## BEGIN

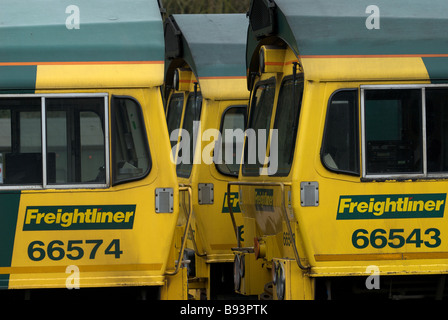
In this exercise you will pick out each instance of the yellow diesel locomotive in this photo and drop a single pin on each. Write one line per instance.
(348, 199)
(89, 197)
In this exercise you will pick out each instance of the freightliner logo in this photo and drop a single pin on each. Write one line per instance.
(393, 206)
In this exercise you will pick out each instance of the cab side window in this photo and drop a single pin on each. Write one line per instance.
(192, 115)
(340, 145)
(131, 157)
(228, 151)
(258, 127)
(287, 121)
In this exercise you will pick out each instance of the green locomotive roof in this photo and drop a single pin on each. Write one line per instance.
(109, 30)
(213, 45)
(344, 28)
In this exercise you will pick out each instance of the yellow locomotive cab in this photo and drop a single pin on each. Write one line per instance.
(89, 195)
(350, 189)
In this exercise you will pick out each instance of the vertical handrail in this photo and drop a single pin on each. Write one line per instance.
(285, 214)
(187, 227)
(184, 206)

## END

- [Direction]: Return every line of the items above word for word, leaving out the pictures.

- [Solution to this exercise]:
In this exercise you will pick out each instance of the yellow diesel locomotive in this photo and drop a single pin on each. Write one line per instance.
(348, 199)
(89, 197)
In this exercise you will pick out each instance of the freightliner logo in this photo and drop a single pin on each. Write one line per instance.
(393, 206)
In this exercise you will pick out each instance of the cab side window in this photo and drop a single pin on each. Write one line per instance.
(192, 115)
(340, 145)
(131, 157)
(228, 151)
(258, 127)
(287, 121)
In this exercise you will pick out each instance of the green locomotive roof in this photo and drop a single pin on each. Write one line per instance.
(109, 30)
(213, 45)
(344, 28)
In this exercise you will pick out each instance of the yellow locomotive cab in this photo and drop a single pin on each. Write one line per instance.
(89, 195)
(350, 189)
In this exercise you will pick out each instance of the vertical handrail in this photo and drop a single pin on each. Write one line per instance.
(285, 214)
(187, 227)
(184, 206)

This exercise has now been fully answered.